→ Directions
Retype the material in full, keeping every word the same.

→ Dataset excerpt
------------

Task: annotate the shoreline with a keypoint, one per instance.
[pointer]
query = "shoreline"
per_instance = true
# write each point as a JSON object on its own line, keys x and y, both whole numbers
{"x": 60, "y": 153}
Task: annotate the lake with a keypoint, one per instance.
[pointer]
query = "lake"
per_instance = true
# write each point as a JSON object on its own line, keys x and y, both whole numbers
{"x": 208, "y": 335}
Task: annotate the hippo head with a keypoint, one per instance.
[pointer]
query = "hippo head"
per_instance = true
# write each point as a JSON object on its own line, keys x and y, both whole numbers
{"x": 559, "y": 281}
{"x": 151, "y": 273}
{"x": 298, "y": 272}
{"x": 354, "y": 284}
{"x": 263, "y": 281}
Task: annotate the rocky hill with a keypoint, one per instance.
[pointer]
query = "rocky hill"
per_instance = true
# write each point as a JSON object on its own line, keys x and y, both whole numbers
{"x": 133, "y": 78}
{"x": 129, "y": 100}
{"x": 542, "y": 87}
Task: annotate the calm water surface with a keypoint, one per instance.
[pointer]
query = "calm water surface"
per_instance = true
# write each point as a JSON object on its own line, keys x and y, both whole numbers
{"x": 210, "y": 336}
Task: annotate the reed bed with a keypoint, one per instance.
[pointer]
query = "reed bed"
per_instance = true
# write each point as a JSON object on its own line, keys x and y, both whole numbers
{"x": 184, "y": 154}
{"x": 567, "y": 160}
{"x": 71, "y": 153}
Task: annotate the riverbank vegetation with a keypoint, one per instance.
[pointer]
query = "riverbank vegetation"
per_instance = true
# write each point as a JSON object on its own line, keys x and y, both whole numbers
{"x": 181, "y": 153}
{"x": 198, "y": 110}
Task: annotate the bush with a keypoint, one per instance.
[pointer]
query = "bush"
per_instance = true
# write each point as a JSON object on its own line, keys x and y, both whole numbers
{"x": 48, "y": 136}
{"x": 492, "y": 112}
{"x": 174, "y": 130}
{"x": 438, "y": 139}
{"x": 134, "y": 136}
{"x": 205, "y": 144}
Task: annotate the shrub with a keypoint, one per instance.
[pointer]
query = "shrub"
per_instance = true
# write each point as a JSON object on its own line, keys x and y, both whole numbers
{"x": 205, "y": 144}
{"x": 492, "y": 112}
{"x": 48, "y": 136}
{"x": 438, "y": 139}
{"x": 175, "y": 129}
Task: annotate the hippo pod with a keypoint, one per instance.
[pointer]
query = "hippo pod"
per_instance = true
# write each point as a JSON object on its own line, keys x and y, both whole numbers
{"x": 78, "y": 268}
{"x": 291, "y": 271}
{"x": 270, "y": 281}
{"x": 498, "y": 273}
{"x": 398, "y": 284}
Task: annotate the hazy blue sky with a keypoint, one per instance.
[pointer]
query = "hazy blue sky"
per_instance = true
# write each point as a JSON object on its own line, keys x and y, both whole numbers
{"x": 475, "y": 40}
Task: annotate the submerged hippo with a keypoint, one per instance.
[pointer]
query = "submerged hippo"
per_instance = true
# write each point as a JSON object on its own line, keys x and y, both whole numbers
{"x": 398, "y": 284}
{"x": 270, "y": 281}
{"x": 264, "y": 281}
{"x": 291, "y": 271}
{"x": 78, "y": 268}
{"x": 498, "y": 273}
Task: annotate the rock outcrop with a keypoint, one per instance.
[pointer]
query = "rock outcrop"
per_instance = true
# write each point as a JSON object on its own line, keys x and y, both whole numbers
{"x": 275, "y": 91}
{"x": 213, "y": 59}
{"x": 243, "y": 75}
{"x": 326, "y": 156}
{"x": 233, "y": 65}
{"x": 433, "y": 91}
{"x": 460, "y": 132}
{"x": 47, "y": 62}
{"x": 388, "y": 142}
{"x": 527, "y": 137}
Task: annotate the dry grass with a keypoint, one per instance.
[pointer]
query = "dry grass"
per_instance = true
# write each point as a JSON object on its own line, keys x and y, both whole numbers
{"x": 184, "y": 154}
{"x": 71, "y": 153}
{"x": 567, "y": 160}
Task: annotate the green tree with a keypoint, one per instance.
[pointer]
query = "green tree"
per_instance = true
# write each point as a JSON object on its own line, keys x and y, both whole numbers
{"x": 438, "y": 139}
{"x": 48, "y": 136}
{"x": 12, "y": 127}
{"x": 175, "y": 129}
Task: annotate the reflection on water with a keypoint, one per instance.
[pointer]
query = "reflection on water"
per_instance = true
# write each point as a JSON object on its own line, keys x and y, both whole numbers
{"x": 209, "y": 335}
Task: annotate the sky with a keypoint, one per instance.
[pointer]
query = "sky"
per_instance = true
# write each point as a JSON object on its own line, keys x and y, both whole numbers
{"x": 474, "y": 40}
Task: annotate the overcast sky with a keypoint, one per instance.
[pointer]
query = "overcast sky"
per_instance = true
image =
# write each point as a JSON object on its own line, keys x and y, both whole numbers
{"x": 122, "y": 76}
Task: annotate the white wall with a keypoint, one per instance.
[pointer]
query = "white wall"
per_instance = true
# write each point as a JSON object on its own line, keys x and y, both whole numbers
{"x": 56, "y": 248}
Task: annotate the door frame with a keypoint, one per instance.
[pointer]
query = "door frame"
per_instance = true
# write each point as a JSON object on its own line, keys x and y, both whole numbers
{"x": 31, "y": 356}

------------

→ Full output
Task: annotate the shoreline with a keypoint, one per instance.
[pointer]
query = "shoreline"
per_instance = true
# write each point as a JSON object on its own line, keys x and y, both whole numbers
{"x": 60, "y": 153}
Task: annotate the lake with a keypoint, one per instance.
[pointer]
query = "lake"
per_instance = true
# write each point as a JSON object on its own line, keys x and y, both whole numbers
{"x": 208, "y": 335}
Task: annotate the hippo head with a keypoint, one per instance.
[pointer]
query = "hippo head"
per_instance = true
# write each point as a JSON object on its own line, keys x and y, both whole numbers
{"x": 559, "y": 281}
{"x": 151, "y": 273}
{"x": 298, "y": 272}
{"x": 354, "y": 284}
{"x": 263, "y": 281}
Task: annotate the rocky hill with a keypoint, one per instance.
[pointer]
query = "rocky hill"
per_instance = true
# write each point as a JSON object on its own line, keys x and y, both whole numbers
{"x": 133, "y": 78}
{"x": 129, "y": 100}
{"x": 542, "y": 87}
Task: annotate the calm water surface with a keypoint, one per instance.
[pointer]
query = "calm water surface"
per_instance = true
# write each point as a JSON object on its own line, keys x and y, both whole numbers
{"x": 210, "y": 336}
Task: annotate the reed bed with a keypoint, one per instance.
[pointer]
query = "reed bed"
per_instance = true
# write each point as a JSON object on its own line, keys x and y, both whole numbers
{"x": 184, "y": 154}
{"x": 567, "y": 160}
{"x": 71, "y": 153}
Task: annotate the riverbank vegetation with a keypoint, one per instance.
[pointer]
query = "riverbank vegetation"
per_instance = true
# write each point as a JSON object on its own line, keys x and y, both whole numbers
{"x": 181, "y": 153}
{"x": 198, "y": 110}
Task: annotate the bush with a keypoint, one per instance.
[pointer]
query = "bush"
per_instance = true
# write each point as a JSON object on its own line, keys x and y, both whole numbers
{"x": 48, "y": 136}
{"x": 492, "y": 112}
{"x": 174, "y": 130}
{"x": 438, "y": 139}
{"x": 134, "y": 136}
{"x": 205, "y": 144}
Task: annotate the shrub with a keypoint, one per instance.
[pointer]
query = "shrub"
per_instance = true
# write each point as a JSON object on its own line, keys x and y, both whole numbers
{"x": 205, "y": 144}
{"x": 492, "y": 112}
{"x": 48, "y": 136}
{"x": 438, "y": 139}
{"x": 175, "y": 129}
Task: annotate the hippo pod with a keypoint, one per instance.
[pointer]
query = "hippo pod"
per_instance = true
# write each point as a JSON object on its own line, keys x and y, both whole numbers
{"x": 78, "y": 268}
{"x": 291, "y": 271}
{"x": 270, "y": 281}
{"x": 498, "y": 273}
{"x": 398, "y": 284}
Task: annotate the hazy blue sky with a keypoint, one per instance.
[pointer]
query = "hazy blue sky"
per_instance = true
# write each point as a JSON object on its own line, keys x and y, both whole numbers
{"x": 475, "y": 40}
Task: annotate the submerged hippo with a keypoint, one per instance.
[pointer]
query = "submerged hippo"
per_instance = true
# write each point as a JSON object on its own line, keys x and y, both whole numbers
{"x": 398, "y": 284}
{"x": 270, "y": 281}
{"x": 264, "y": 281}
{"x": 291, "y": 271}
{"x": 78, "y": 268}
{"x": 498, "y": 273}
Task: annotate the rock outcrop with a keypoint, one per instance.
[pointer]
query = "rock outcrop"
per_instance = true
# write each point as a JSON object on its own line, keys x and y, both whole numbers
{"x": 275, "y": 91}
{"x": 213, "y": 59}
{"x": 243, "y": 75}
{"x": 326, "y": 156}
{"x": 233, "y": 65}
{"x": 433, "y": 91}
{"x": 460, "y": 132}
{"x": 47, "y": 62}
{"x": 388, "y": 142}
{"x": 527, "y": 137}
Task: annotate the dry grass with a keypoint, one per instance.
[pointer]
query = "dry grass"
per_instance = true
# write each point as a JSON object on its own line, keys x and y, both whole numbers
{"x": 184, "y": 154}
{"x": 71, "y": 153}
{"x": 567, "y": 160}
Task: annotate the green tree with a keypoint, one per instance.
[pointer]
query = "green tree"
per_instance = true
# write each point as a JSON object on its own line, keys x and y, both whole numbers
{"x": 438, "y": 139}
{"x": 48, "y": 136}
{"x": 12, "y": 127}
{"x": 175, "y": 129}
Task: annotate the reflection on water with a keypoint, one per instance.
[pointer]
query = "reflection on water"
per_instance = true
# write each point as a JSON object on its own line, keys x and y, both whole numbers
{"x": 209, "y": 335}
Task: annotate the sky with a keypoint, one per instance.
[pointer]
query = "sky"
per_instance = true
# write each point as a JSON object on its own line, keys x and y, both whole numbers
{"x": 474, "y": 40}
Task: annotate the overcast sky with a keypoint, one per instance.
[pointer]
query = "overcast sky"
per_instance = true
image =
# write each point as a JSON object on its own line, keys x and y, both whole numbers
{"x": 122, "y": 76}
Task: annotate the white wall with a keypoint, one per instance.
[pointer]
query = "white wall"
per_instance = true
# write each point as a JSON object on its own line, keys x and y, both whole numbers
{"x": 56, "y": 248}
Task: annotate the door frame with a keypoint, one per instance.
[pointer]
query = "door frame"
per_instance = true
# write each point as a JSON object on its own line, keys x and y, both whole numbers
{"x": 31, "y": 356}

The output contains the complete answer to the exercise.